** Opening PASSAGE block **

Jaya sits in a park near the TWC2 food project on Rowell Road.

We arrive at a black door with no number on it. Jayasurenda (Jaya for short) from Sri Lanka, is about to show me where he has slept for the last 6 months while waiting for his case to be resolved by MOM.

We turn left from a bus stop near Pasir Panjang and walk for about 15 minutes. He’s afraid of showing me his house in case the men that live their object to my presence.

Jaya left Sri Lanka after a long struggle to find work – he had heard from people about the great promise of life in Singapore, and had set his sights on working in the hospitality sector or in security, both sectors he feels confident enough to work in.  Sri Lanka hasn’t anything to offer him, he says. At 52, he is too old to find work.

He knows Singapore well, having tried in vain once before to secure work here: he paid an agent $3000 for a restaurant job, only to arrive to find out that the owners had changed their mind. He was sent home. That case led to an investigation in Sri Lanka, that has – as far as Jaya knows – turned up few clues. In all, he says he has made 17 visits to Singapore in recent years, mainly to visit his son who studied here at an international school.

Jaya is a rare case for us: in that he arrived in Singapore on a visitor’s pass and stayed to look for work, illegally. Most of the men we speak to have arrived via an agent in their native country and have been exploited, injured (or both) and are stuck in a long queue of investigations on a Special Pass.

At the time of interviewing him, Jaya is himself stuck on a Special Pass: he was required to stay in Singapore after MOM opened an investigation into his employer, who had illegally hired a group of foreign workers. Jaya was among fifteen Sri Lankans who arrived in Singapore on March 2011 on a Visit Pass, but with the intention of looking to work. Ten of those have been repatriated back to Sri Lanka, and Jaya is among the remaining five required to stay.

** Closing PASSAGE block **
** Opening RECORDED INFORMATION block **

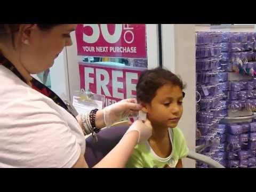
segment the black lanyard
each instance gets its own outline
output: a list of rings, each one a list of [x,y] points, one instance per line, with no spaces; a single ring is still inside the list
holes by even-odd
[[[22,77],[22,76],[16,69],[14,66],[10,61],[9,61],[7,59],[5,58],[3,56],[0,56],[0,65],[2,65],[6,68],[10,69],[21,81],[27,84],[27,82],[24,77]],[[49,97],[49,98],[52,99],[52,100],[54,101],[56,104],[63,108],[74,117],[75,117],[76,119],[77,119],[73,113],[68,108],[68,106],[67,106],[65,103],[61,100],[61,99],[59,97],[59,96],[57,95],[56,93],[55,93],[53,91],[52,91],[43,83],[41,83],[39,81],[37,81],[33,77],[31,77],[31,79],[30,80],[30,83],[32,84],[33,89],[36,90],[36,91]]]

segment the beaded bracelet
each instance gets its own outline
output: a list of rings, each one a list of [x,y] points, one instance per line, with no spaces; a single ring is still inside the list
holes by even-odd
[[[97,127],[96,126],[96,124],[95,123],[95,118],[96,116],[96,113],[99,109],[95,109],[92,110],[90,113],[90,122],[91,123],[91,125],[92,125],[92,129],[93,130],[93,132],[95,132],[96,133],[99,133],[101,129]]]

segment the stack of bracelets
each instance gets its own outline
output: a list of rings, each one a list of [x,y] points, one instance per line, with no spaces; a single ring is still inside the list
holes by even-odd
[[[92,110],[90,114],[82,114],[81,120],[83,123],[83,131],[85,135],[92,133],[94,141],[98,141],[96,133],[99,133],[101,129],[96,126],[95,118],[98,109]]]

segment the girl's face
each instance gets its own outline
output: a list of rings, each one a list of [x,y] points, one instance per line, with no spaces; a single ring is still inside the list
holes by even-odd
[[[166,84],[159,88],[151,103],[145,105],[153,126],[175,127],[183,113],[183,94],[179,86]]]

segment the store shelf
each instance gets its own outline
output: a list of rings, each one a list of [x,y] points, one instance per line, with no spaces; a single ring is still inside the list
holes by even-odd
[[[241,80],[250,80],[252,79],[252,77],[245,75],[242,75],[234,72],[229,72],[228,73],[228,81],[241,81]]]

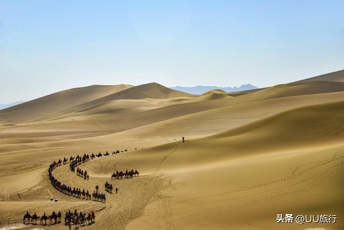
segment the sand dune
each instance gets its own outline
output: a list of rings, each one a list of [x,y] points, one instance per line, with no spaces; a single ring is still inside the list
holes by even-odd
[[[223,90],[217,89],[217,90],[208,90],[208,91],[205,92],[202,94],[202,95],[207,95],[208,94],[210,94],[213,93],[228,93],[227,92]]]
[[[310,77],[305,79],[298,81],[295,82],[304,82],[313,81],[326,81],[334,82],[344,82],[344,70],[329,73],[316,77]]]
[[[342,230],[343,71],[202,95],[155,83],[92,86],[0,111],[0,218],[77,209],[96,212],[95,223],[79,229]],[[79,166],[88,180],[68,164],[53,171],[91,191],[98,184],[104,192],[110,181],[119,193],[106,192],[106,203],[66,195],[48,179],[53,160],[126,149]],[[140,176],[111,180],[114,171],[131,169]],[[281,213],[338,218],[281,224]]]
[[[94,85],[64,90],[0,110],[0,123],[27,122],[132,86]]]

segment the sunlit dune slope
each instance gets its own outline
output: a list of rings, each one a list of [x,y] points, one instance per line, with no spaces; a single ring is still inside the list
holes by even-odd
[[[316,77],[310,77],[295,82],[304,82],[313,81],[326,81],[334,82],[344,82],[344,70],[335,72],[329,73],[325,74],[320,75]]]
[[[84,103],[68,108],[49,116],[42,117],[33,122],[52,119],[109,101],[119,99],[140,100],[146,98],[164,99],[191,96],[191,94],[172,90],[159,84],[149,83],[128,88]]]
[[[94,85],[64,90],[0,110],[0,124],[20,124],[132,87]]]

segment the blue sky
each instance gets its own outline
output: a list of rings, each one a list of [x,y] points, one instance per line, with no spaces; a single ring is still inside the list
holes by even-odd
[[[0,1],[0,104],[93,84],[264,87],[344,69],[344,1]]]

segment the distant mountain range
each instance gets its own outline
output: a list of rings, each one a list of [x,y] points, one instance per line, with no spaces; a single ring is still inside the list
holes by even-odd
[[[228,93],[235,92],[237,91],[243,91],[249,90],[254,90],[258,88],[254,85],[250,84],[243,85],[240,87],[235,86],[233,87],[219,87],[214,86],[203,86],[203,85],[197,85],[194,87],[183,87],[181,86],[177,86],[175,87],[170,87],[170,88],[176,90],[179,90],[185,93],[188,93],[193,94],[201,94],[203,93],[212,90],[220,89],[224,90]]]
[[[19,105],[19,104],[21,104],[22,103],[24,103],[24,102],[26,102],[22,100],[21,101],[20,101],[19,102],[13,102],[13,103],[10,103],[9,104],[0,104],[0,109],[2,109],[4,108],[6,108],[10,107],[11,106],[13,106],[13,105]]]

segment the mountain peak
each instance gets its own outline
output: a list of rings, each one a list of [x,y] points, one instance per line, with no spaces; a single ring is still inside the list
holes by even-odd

** Closing RECORDED INFORMATION block **

▸ ACTIVITY 1: In the passage about Jaya, how much did he pay an agent for a restaurant job in Singapore?
▸ ACTIVITY 2: Copy the passage about Jaya word for word, from "Jaya left Sri" to "to find work.".

▸ PROBLEM SOLUTION 1: $3000

▸ PROBLEM SOLUTION 2:
Jaya left Sri Lanka after a long struggle to find work – he had heard from people about the great promise of life in Singapore, and had set his sights on working in the hospitality sector or in security, both sectors he feels confident enough to work in.  Sri Lanka hasn’t anything to offer him, he says. At 52, he is too old to find work.